• [Objective] List each line in the items below that contains the word "window". Case counts.

── Record list

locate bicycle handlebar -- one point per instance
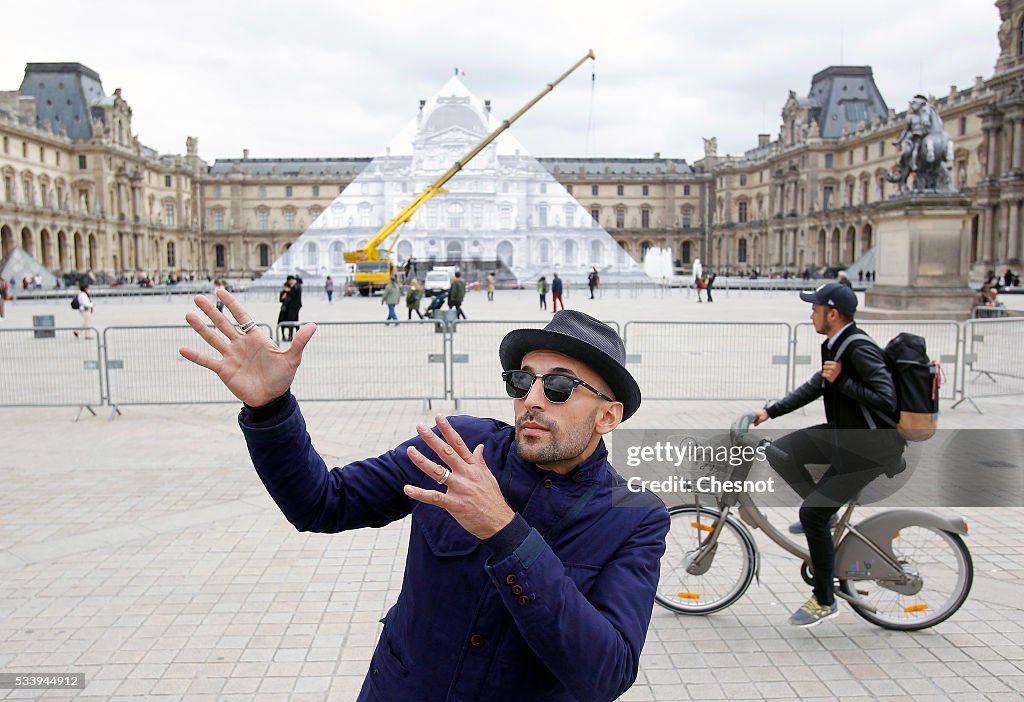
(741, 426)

────
── Record list

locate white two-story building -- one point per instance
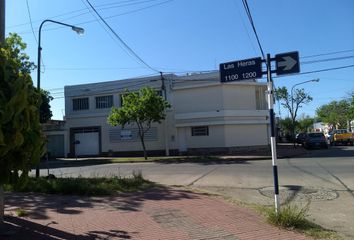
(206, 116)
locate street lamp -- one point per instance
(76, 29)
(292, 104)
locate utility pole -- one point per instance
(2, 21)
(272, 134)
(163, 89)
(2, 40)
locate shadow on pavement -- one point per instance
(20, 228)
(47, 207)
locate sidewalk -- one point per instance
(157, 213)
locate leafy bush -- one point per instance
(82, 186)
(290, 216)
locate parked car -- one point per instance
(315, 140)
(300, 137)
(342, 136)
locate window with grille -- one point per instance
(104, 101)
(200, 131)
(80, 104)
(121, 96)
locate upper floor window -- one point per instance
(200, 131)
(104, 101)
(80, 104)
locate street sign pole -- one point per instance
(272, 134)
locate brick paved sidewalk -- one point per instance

────
── Record list

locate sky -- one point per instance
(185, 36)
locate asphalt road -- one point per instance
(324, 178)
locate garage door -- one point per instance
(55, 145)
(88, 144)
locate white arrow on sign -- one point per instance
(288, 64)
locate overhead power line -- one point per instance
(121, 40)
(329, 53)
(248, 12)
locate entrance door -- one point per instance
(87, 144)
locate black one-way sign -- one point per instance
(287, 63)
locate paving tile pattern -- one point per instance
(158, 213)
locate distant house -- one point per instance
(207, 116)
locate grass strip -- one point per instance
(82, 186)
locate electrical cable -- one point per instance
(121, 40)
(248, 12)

────

• [Result below]
locate window with grille -- one point per instance
locate upper floor window -- one point per instance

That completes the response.